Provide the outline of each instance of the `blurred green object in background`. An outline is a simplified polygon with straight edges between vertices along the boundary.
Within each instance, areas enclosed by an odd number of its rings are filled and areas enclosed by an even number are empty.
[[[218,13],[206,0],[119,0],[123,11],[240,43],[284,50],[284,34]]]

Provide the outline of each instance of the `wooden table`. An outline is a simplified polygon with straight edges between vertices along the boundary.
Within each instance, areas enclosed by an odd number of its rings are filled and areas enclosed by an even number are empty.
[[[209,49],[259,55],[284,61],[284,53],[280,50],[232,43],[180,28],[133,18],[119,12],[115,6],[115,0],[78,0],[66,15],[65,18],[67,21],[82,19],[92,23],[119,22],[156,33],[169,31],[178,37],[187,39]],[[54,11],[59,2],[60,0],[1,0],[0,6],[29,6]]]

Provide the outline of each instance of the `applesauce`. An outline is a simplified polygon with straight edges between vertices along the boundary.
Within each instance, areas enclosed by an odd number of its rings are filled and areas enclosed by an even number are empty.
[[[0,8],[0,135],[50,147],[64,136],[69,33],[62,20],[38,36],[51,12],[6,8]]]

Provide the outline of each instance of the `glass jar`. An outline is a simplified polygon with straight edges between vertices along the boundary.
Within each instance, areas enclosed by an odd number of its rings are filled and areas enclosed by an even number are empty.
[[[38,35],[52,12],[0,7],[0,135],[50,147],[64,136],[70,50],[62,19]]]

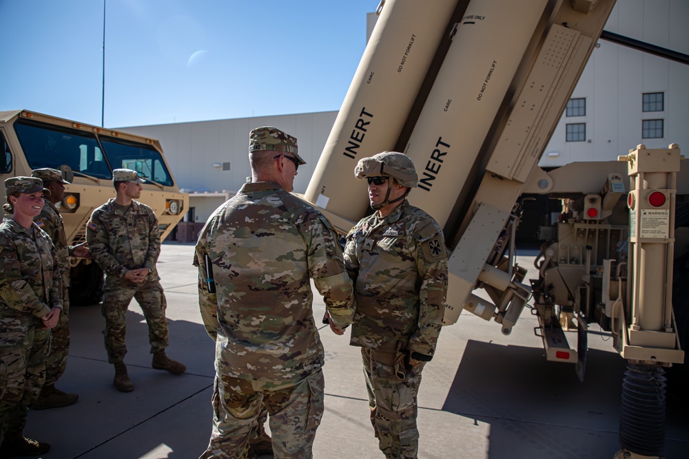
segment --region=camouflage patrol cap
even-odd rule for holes
[[[130,169],[116,169],[112,171],[113,182],[131,182],[132,183],[145,183],[138,173]]]
[[[31,171],[31,176],[40,178],[43,181],[44,184],[46,182],[59,182],[60,183],[70,184],[69,182],[62,178],[62,171],[50,169],[50,167],[34,169]]]
[[[280,151],[290,153],[299,160],[299,164],[306,161],[297,154],[297,138],[272,126],[263,126],[251,129],[249,133],[249,151]]]
[[[360,180],[366,177],[392,177],[402,186],[414,188],[419,182],[411,159],[403,153],[383,151],[371,158],[362,158],[354,167]]]
[[[8,196],[14,193],[31,194],[39,191],[50,195],[50,190],[43,187],[43,180],[35,177],[10,177],[5,180],[5,190]]]

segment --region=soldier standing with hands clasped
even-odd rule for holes
[[[152,366],[180,374],[186,367],[165,355],[167,319],[165,297],[156,262],[161,254],[158,217],[150,207],[134,200],[141,195],[145,182],[136,171],[112,171],[116,191],[95,211],[86,225],[86,240],[92,257],[105,272],[102,312],[105,318],[105,336],[107,361],[115,365],[113,383],[118,390],[134,390],[124,363],[125,314],[132,298],[136,298],[148,324],[153,354]]]
[[[201,458],[246,458],[265,405],[274,457],[310,459],[325,355],[309,278],[338,334],[351,322],[351,281],[334,229],[289,193],[305,164],[296,138],[269,127],[249,138],[252,181],[211,215],[196,244],[198,303],[216,370],[213,431]]]
[[[435,350],[447,292],[447,255],[438,223],[411,206],[418,178],[409,158],[384,151],[360,160],[376,211],[347,237],[344,261],[355,281],[350,344],[361,348],[371,422],[389,459],[415,458],[417,394]]]
[[[76,246],[67,244],[65,224],[56,206],[64,198],[64,184],[70,183],[62,178],[62,172],[46,167],[32,171],[31,176],[40,178],[43,186],[50,191],[50,194],[45,198],[45,205],[34,221],[52,240],[62,275],[62,313],[51,332],[50,351],[45,358],[45,383],[41,395],[33,405],[34,409],[45,409],[65,407],[76,403],[79,398],[76,394],[65,394],[56,389],[55,383],[65,373],[70,354],[70,292],[68,290],[70,286],[70,256],[88,257],[90,255],[85,243]]]
[[[0,224],[0,457],[37,456],[50,449],[23,436],[29,406],[45,378],[50,329],[60,319],[62,285],[55,248],[33,222],[43,206],[43,182],[5,180],[12,213]]]

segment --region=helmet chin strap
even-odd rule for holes
[[[390,190],[392,189],[392,188],[390,186],[391,183],[392,183],[392,177],[389,177],[388,191],[385,193],[385,199],[380,204],[371,204],[371,209],[373,209],[374,211],[380,211],[381,209],[388,205],[389,204],[394,204],[398,201],[401,201],[402,200],[404,199],[405,198],[407,198],[407,195],[409,194],[409,191],[411,191],[411,188],[407,187],[407,191],[404,192],[404,194],[391,201],[389,200],[390,200]]]

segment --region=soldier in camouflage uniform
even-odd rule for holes
[[[24,438],[29,406],[45,378],[50,329],[60,319],[62,285],[55,248],[33,222],[43,206],[41,179],[5,180],[12,213],[0,224],[0,457],[35,456],[50,449]]]
[[[158,217],[150,207],[134,201],[141,195],[141,179],[136,171],[112,171],[116,197],[91,215],[86,225],[86,242],[91,257],[105,272],[102,312],[107,361],[115,365],[113,383],[118,390],[134,390],[124,358],[125,313],[136,298],[148,324],[148,339],[153,354],[152,366],[173,374],[186,370],[182,363],[165,355],[167,319],[165,301],[156,269],[161,254]]]
[[[406,200],[418,177],[404,154],[362,159],[376,211],[347,237],[344,261],[355,280],[350,344],[361,348],[371,421],[389,458],[417,457],[417,394],[435,350],[447,292],[447,255],[435,220]]]
[[[323,414],[325,361],[309,277],[338,334],[353,313],[351,281],[336,231],[289,193],[305,164],[296,139],[256,128],[249,160],[252,182],[213,213],[196,244],[199,306],[216,369],[213,431],[201,458],[246,458],[265,404],[274,457],[309,459]],[[207,282],[210,271],[214,282]]]
[[[45,360],[45,383],[41,395],[33,405],[34,409],[45,409],[66,407],[75,403],[79,398],[76,394],[65,394],[56,389],[55,383],[65,373],[70,354],[70,295],[68,290],[70,286],[70,256],[88,257],[90,255],[85,243],[76,246],[67,244],[65,224],[56,206],[64,198],[64,184],[70,183],[62,178],[62,172],[46,167],[32,171],[31,176],[40,178],[43,186],[50,191],[41,214],[34,217],[34,221],[52,240],[62,273],[62,314],[60,321],[51,331],[50,352]]]

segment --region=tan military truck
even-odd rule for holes
[[[30,175],[41,167],[60,169],[71,182],[60,205],[70,244],[85,240],[91,213],[114,197],[114,169],[134,169],[146,179],[139,200],[158,215],[163,239],[189,205],[157,140],[28,110],[0,111],[0,180]],[[4,187],[2,193],[5,202]],[[95,264],[81,261],[73,260],[70,298],[74,304],[97,303],[103,273]]]
[[[548,360],[582,379],[599,328],[628,365],[615,457],[658,458],[665,370],[685,362],[689,336],[689,160],[675,144],[639,145],[618,161],[538,166],[615,3],[382,0],[304,197],[346,233],[369,211],[357,162],[408,154],[409,202],[450,252],[445,325],[466,310],[508,335],[528,310]],[[559,214],[531,285],[515,248],[526,195]]]

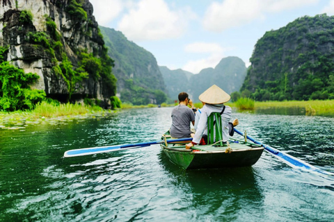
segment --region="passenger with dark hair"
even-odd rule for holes
[[[170,136],[173,138],[187,138],[193,135],[190,130],[190,123],[195,123],[195,114],[192,108],[193,101],[189,99],[186,92],[179,94],[179,105],[172,111],[172,126],[170,129]]]

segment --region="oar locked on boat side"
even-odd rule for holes
[[[237,133],[241,135],[241,136],[245,137],[245,135],[242,133],[241,132],[239,131],[236,128],[234,128],[234,132]],[[262,142],[260,142],[258,141],[255,140],[252,137],[248,136],[247,135],[246,135],[246,138],[252,141],[253,143],[257,144],[260,144],[263,147],[264,147],[264,149],[268,151],[269,153],[273,155],[273,156],[276,157],[277,158],[280,159],[281,161],[284,162],[289,166],[294,167],[294,168],[299,168],[303,170],[306,170],[308,171],[312,171],[312,172],[316,172],[316,173],[319,173],[321,174],[324,175],[329,175],[329,176],[334,176],[334,173],[328,172],[326,171],[324,171],[322,169],[320,169],[319,168],[317,168],[301,160],[299,160],[295,157],[293,157],[287,153],[282,153],[281,151],[278,151],[278,149],[276,149],[274,148],[270,147],[269,146],[267,146],[266,144],[262,144]]]

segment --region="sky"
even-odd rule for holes
[[[194,74],[228,56],[248,67],[267,31],[305,15],[334,15],[334,0],[90,0],[99,25],[121,31],[158,65]]]

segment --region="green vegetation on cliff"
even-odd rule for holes
[[[334,99],[334,17],[305,16],[260,39],[241,94],[256,101]]]
[[[164,103],[166,89],[153,55],[129,41],[120,31],[100,28],[108,55],[115,60],[113,74],[122,101],[134,105]]]
[[[31,89],[29,85],[39,76],[32,73],[24,74],[3,60],[8,49],[0,47],[0,110],[15,111],[31,110],[45,99],[43,90]]]

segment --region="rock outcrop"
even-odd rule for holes
[[[113,60],[88,0],[0,0],[5,60],[40,76],[33,87],[61,101],[94,99],[109,108],[116,94]]]

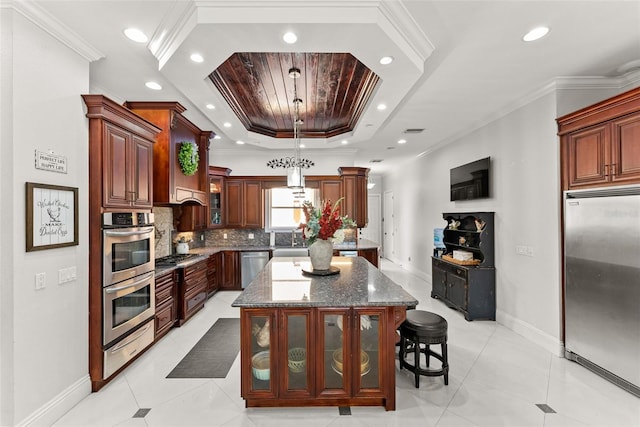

____________

- GIVEN PROBLEM:
How many lines of the data above contain the word "soldier"? Reply with the number only.

- TASK RESULT:
2